How about dem mosaics

As my mother so gently pointed out the other day, it has been over a week since I last posted. My b, mom. Rome is a very distracting place to live. Distractions:

  1. Gelato
  2. Literally underground dance clubs that look like fancy caves, where drunk people try to steal your hat off your head and think it’s hilarious
  3. Mosaics
  4. Access to parks that are probably exact replicas of the fields in Heaven
  5. Street musicians playing “Hotel California” because that’s apparently the only song American tourists could ever want to hear

Needless to say, it has been a very good, very full third week of living in Rome (sidenote: how have I already been here for three weeks). I’ve had even more opportunity to sharpen my museum-going skills, thanks to the Museo Capitolini and Palazzo Massimo, and I must say I’m getting pretty good at standing and staring at objects. I’m a little over vases, but bring on the mosaics. All the mosaics. HOT DAMN MOSAICS. I walked into S. Maria di Trastevere the other day and I think I almost exploded:

Unf

Unf – wall-sprawling mosaic

My sandal tan is getting stronger every day, and my shoulders are beginning to collect freckles. I owe this to the ancient Roman Forum and Colosseum, which were immense, unbelievable, and forced me to be in the sun for an extended period of time. That was a good day.

*Tasks to complete*
**a)** Name every site in Rome that the blog post about Rome mentions by name.
**b)** Answer these from the blog post about Rome:
(i) How long had it been since the last post, according to the writer's mother?
(ii) Which song do the street musicians play?
(iii) What kind of object is the writer a little over?
**c)** Transcribe the part of the blog post about Rome starting at "Needless to say, it" and ending at "a good day.".

*Dataset content*

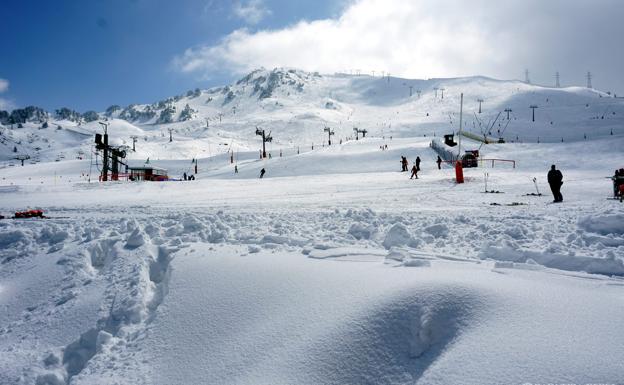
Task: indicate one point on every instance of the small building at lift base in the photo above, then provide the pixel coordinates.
(147, 173)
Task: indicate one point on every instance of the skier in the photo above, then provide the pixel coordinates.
(404, 163)
(555, 180)
(618, 183)
(414, 172)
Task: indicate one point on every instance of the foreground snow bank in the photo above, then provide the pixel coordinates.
(310, 321)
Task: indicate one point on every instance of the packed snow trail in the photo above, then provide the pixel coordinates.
(344, 277)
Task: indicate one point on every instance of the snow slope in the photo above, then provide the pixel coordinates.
(335, 268)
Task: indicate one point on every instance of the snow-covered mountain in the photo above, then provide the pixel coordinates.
(295, 106)
(335, 268)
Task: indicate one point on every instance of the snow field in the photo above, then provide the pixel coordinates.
(335, 268)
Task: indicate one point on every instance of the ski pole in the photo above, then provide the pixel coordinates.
(536, 188)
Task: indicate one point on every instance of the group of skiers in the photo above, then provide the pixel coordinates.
(416, 166)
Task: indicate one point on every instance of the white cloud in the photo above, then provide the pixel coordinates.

*Task answers*
**a)**
Museo Capitolini
Palazzo Massimo
S. Maria di Trastevere
Roman Forum
Colosseum

**b)**
(i) Over a week
(ii) "Hotel California"
(iii) Vases

**c)**
Needless to say, it has been a very good, very full third week of living in Rome (sidenote: how have I already been here for three weeks). I’ve had even more opportunity to sharpen my museum-going skills, thanks to the Museo Capitolini and Palazzo Massimo, and I must say I’m getting pretty good at standing and staring at objects. I’m a little over vases, but bring on the mosaics. All the mosaics. HOT DAMN MOSAICS. I walked into S. Maria di Trastevere the other day and I think I almost exploded:

Unf

Unf – wall-sprawling mosaic

My sandal tan is getting stronger every day, and my shoulders are beginning to collect freckles. I owe this to the ancient Roman Forum and Colosseum, which were immense, unbelievable, and forced me to be in the sun for an extended period of time. That was a good day.